Goal: Return every line of the records below unchanged, keeping their order.

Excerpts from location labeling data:
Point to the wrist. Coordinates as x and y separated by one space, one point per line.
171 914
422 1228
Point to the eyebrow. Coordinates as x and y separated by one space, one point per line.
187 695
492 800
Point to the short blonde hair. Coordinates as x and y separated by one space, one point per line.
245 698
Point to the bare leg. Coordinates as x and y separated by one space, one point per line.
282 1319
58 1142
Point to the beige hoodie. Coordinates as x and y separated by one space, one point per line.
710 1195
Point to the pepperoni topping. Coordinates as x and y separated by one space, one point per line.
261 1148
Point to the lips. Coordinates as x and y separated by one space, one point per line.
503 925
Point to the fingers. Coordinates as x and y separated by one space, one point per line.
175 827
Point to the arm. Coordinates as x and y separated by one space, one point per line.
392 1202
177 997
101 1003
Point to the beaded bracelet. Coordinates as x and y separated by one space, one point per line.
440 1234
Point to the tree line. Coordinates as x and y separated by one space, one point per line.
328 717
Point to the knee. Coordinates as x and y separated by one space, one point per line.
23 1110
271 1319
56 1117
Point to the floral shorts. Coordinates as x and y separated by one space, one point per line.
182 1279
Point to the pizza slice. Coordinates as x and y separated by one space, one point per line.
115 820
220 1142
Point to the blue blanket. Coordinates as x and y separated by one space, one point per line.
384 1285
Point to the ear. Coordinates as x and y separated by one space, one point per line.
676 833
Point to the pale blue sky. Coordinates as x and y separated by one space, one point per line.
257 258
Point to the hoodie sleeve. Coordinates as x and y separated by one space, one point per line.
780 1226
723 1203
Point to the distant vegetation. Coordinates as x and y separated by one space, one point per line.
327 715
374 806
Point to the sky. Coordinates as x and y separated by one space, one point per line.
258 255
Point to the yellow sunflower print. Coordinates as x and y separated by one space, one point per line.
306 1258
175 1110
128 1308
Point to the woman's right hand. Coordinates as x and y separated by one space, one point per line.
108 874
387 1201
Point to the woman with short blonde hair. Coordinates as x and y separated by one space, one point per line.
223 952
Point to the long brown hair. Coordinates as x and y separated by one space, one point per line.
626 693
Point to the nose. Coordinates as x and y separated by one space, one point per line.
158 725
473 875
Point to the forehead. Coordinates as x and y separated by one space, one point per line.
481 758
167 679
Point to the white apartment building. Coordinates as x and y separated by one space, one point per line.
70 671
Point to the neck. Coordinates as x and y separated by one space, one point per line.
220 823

Result:
Point to the wrist. Coordinates as x and y separated by one space, one point per line.
171 914
422 1228
Point to the eyebrow. Coordinates as x and y separated by one space, one point per line.
187 695
492 800
Point to the short blonde hair. Coordinates as x and y separated by one space, one point per line.
245 698
Point to the bare leg. Coordinates as x and y separated by one space, one point per line.
282 1319
58 1142
Point to the beige hoodie. Coordinates as x and y separated by one space, one point per line.
710 1195
Point to the pepperoni topping. Coordinates as x and y separated by one space, one point per line.
261 1148
Point to the lips. Coordinates as x and y separated by one space, one point per line.
503 925
Point to the fingers. Coordinates as x and y separated by one space, one point per line.
175 827
Point to the arm. Coordinates as x and y separated by one space, one point per line.
392 1202
177 997
101 1003
Point to the beaded bracelet. Coordinates as x and y separated by one space, one point per line.
440 1234
Point to the tree line. Coordinates as x and y separated by one space, one point per line.
328 717
Point to the knee. Coordinates as x and y separated by one space, one point per line.
23 1110
271 1319
56 1117
Point to the floral shorts. Coordinates as x and y separated by one space, one point per line.
182 1279
Point to the pizza slice. Coordinates as x and y separated by one space, one point per line.
115 820
220 1142
Point to the blue blanket. Coordinates as x and y separated by one space, one point per line.
384 1285
Point to the ear. Coordinates as x and y separated by one space, one point per line.
676 833
Point to the pale blue sky. Coordinates as x and y separated by one space, one point per line.
257 258
Point to the hoodie sleeve. Coordinates as x and y separated by one space, one point per line.
780 1226
723 1203
Point to the distant vegetation. Coordinates as x and y separated by one space, one point per line.
327 715
374 806
Point to the sky. Coordinates as x and y separated by one space, one point per line.
258 255
Point to the yellow sunflower print. Coordinates as x and y separated by one space, one point per line.
306 1258
175 1110
128 1308
Point to the woman's right hand. Coordinates as x and y separated by one space, one point per line.
108 874
387 1201
Point to the woman with short blonde hair. Coordinates as x and y separated by one space, one point per line.
223 952
Point to the long brown hair. Coordinates as x and y separated by one space, one point per line.
626 693
Point to the nose. Coordinates as x and y separated by one space, one point per line.
158 725
473 875
Point to the forehead. Coordinates as x and y separated by one space, one point per line.
481 758
167 679
Point to the white apartment building. Coordinates as x and y separated by one space, one point per line.
70 671
Point to the neck. Coordinates as x and y separated by one space, one point per line.
220 823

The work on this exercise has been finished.